(Given exercise)
Lay out the listing below as a JSON list of strings, one string per line with blank lines left out, starting at its first line and going through the line that contains "<point>748,405</point>".

(Supplied records)
^^^^^^^^
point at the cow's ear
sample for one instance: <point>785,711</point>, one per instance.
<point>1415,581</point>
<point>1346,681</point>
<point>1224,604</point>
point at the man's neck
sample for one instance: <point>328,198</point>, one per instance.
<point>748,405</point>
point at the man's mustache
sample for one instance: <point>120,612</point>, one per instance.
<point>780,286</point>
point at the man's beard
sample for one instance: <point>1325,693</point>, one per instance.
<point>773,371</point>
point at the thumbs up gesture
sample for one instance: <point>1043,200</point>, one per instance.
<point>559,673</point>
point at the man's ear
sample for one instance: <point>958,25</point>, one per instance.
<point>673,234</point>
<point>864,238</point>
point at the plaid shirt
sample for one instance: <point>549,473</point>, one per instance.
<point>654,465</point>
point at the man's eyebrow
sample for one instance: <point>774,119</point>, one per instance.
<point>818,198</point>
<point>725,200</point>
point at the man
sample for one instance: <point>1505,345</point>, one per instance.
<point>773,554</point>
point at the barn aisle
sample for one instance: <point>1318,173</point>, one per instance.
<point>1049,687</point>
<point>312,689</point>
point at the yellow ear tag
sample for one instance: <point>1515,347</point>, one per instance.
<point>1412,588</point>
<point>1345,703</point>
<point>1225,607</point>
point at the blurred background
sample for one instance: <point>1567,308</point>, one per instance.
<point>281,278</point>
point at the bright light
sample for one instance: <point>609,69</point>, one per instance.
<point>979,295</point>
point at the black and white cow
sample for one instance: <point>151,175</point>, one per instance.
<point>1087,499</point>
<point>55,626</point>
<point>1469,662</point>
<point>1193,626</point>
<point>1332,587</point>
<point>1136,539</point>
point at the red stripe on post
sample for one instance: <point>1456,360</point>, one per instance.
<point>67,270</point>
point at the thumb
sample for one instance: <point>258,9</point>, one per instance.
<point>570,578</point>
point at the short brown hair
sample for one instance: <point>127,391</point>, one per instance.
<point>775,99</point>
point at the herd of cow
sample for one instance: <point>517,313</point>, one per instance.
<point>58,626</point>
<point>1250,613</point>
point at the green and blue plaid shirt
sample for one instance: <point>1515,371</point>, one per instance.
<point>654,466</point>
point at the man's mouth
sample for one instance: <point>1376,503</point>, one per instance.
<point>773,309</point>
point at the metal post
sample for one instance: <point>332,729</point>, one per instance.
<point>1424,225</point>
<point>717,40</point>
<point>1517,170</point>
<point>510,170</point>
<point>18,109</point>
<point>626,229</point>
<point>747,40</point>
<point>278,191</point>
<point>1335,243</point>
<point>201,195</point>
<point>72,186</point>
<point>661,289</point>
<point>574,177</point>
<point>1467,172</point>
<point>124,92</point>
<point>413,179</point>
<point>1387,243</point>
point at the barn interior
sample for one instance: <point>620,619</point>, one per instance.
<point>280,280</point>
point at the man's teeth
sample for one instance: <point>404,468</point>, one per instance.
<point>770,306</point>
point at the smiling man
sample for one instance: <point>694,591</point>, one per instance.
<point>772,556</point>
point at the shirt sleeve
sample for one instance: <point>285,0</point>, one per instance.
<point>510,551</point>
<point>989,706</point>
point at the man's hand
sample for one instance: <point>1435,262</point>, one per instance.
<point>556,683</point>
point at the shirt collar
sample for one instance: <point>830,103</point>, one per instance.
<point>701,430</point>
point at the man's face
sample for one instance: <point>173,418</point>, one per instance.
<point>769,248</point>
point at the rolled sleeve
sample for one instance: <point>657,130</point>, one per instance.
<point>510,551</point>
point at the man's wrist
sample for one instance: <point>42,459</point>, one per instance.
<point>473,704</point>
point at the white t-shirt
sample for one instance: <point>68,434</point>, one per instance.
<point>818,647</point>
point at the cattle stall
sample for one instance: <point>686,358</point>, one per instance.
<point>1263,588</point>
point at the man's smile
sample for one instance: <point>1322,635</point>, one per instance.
^^^^^^^^
(Output for this task)
[
  "point at the cow's ear",
  "sample for one instance: <point>785,711</point>, one per instance.",
  "<point>1415,581</point>",
  "<point>1346,681</point>",
  "<point>1224,604</point>",
  "point at the man's neck",
  "sample for one instance: <point>328,198</point>, one per instance.",
  "<point>748,405</point>"
]